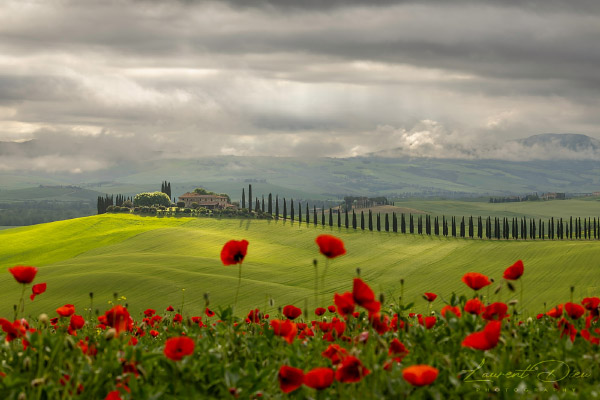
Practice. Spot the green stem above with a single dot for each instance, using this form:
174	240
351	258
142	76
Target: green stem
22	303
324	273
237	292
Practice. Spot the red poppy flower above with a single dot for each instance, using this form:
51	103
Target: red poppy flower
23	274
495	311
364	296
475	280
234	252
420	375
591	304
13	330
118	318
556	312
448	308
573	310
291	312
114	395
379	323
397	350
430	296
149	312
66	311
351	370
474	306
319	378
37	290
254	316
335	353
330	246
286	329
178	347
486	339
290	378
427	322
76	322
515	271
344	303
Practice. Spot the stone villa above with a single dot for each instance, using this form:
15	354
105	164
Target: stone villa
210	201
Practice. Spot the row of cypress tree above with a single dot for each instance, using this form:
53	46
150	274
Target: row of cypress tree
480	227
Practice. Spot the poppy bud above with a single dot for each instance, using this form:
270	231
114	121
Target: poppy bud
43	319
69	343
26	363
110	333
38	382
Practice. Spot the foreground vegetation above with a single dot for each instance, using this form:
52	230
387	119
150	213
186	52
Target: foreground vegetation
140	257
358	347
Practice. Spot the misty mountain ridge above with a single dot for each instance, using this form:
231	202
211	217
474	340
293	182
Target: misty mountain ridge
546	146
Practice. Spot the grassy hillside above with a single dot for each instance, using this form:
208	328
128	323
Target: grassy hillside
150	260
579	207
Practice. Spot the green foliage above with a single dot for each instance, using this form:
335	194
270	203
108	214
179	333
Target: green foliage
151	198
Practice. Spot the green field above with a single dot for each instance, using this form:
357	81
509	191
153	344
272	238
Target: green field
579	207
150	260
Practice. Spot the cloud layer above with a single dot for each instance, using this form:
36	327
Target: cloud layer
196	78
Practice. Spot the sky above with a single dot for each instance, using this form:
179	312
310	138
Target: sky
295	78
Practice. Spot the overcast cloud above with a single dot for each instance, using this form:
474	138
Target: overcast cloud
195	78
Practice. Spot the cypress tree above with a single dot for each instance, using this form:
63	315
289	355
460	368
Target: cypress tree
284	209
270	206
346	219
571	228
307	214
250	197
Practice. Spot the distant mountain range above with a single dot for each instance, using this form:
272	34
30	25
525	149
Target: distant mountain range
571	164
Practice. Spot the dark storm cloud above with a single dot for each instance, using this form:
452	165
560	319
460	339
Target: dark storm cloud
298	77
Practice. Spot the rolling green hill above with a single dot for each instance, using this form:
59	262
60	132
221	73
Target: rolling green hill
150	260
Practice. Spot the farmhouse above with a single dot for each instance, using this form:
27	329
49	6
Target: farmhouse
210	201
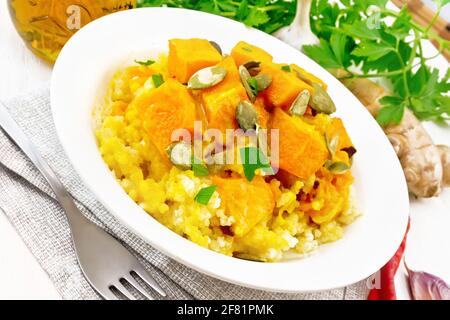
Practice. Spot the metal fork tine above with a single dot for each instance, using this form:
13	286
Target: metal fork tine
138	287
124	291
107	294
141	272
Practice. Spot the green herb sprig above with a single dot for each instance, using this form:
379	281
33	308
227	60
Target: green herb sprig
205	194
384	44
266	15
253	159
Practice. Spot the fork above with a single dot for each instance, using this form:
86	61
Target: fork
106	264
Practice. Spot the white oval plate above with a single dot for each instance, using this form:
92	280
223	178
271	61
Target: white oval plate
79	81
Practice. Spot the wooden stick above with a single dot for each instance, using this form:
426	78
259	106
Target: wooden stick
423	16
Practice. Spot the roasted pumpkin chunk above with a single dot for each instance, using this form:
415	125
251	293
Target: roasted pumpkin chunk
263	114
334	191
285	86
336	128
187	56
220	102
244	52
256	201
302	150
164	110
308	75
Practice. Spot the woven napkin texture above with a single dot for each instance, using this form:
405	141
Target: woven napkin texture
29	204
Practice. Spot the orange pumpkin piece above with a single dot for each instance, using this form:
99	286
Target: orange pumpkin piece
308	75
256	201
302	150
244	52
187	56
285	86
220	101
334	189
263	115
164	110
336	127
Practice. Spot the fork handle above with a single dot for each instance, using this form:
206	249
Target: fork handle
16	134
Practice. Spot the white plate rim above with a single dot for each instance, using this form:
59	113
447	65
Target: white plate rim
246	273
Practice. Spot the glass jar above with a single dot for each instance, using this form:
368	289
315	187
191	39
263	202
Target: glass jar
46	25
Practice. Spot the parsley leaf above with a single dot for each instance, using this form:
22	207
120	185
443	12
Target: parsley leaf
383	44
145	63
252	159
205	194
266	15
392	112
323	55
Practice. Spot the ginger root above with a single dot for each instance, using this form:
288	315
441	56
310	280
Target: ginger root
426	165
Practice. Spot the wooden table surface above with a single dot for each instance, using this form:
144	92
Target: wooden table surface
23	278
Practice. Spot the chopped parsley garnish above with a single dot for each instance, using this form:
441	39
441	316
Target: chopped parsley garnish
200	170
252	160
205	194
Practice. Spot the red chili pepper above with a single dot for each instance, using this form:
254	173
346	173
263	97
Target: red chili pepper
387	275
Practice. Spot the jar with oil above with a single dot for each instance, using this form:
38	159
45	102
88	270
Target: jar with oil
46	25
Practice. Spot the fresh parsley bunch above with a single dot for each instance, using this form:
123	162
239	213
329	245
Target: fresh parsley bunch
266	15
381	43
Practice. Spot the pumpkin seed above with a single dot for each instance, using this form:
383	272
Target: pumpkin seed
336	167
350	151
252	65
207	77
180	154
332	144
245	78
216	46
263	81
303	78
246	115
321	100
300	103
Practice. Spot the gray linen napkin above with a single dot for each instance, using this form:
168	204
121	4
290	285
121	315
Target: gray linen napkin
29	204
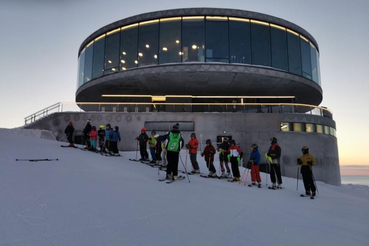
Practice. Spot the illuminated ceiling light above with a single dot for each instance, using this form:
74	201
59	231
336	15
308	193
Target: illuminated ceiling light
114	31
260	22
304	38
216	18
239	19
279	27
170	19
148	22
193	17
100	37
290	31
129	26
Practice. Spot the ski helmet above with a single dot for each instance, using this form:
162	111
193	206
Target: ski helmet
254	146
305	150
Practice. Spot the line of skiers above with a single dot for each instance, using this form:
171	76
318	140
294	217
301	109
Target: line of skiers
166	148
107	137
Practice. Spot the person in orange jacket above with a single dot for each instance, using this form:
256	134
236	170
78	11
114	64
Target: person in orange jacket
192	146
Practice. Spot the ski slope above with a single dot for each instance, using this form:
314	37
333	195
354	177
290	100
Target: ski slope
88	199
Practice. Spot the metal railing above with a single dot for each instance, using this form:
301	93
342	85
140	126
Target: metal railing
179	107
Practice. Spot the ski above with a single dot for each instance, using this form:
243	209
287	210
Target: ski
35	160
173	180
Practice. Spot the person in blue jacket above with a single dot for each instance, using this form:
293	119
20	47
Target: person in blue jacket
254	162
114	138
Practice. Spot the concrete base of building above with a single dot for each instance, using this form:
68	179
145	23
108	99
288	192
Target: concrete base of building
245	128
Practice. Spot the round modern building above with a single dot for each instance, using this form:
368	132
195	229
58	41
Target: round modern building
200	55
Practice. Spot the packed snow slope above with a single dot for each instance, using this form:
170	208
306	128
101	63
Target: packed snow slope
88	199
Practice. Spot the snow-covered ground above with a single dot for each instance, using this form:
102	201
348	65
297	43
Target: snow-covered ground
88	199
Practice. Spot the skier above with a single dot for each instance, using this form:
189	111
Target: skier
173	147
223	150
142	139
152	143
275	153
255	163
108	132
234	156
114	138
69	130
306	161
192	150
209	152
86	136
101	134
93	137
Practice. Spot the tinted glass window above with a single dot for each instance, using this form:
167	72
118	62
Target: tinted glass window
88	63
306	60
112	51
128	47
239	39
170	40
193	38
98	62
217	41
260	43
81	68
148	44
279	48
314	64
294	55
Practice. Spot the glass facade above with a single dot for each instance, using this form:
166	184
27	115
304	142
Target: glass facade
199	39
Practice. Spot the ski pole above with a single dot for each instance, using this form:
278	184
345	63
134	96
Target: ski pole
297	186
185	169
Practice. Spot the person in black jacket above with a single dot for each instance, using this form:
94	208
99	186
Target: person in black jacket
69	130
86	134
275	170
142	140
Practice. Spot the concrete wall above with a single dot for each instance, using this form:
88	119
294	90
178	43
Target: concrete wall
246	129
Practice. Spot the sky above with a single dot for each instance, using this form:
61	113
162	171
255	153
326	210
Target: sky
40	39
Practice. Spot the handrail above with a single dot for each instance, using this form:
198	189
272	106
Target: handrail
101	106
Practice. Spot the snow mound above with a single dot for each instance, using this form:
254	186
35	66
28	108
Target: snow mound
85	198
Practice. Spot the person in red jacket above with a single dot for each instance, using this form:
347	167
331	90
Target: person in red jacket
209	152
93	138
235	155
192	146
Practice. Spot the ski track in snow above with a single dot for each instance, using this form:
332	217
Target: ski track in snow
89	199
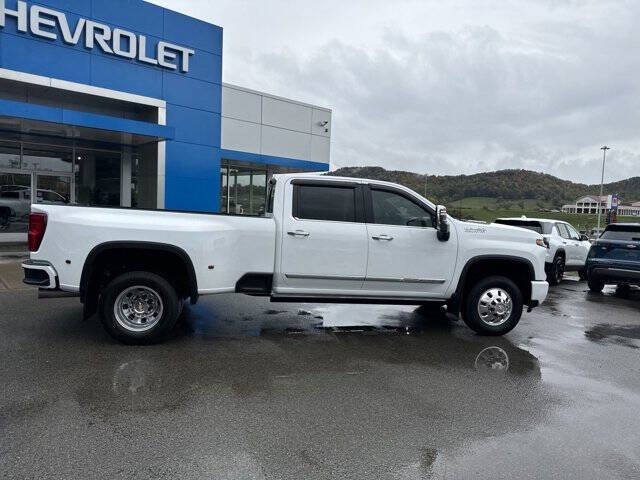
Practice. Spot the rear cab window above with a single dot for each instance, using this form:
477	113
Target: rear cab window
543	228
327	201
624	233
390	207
————————
Work instructions: Copy out exactly the lines between the line containing "Practice. Spot the concrete wall" and the end of the entries, including both, and leave the pictures behind.

Result for this exercise:
Practice. Spot the concrete wall above with a single dot for each instance, using this form:
88	119
294	90
178	43
Target: concrete wall
246	129
Practice. Spot the sky above with a single dot for each instance, using this form:
61	113
162	171
255	153
326	210
Target: sky
40	39
Practice. Spot the handrail above with a single dot for each instance, using this form:
198	189
272	106
Target: handrail
101	106
Practice. Spot the snow mound above with a single dot for each instance, using this form:
254	186
35	66
28	108
Target: snow mound
85	198
Practice. Spot the person in red jacket above with a single dot for each instance, using this form:
347	167
331	90
Target: person in red jacket
209	152
93	138
235	155
192	146
Practice. Spot the ski track in snow above with a single dot for each instance, using this form:
332	217
Target: ski track in snow
89	199
Practice. Spot the rear cab window above with a single dot for each instance, using this form:
477	113
Target: rear cab window
543	228
327	201
624	233
390	207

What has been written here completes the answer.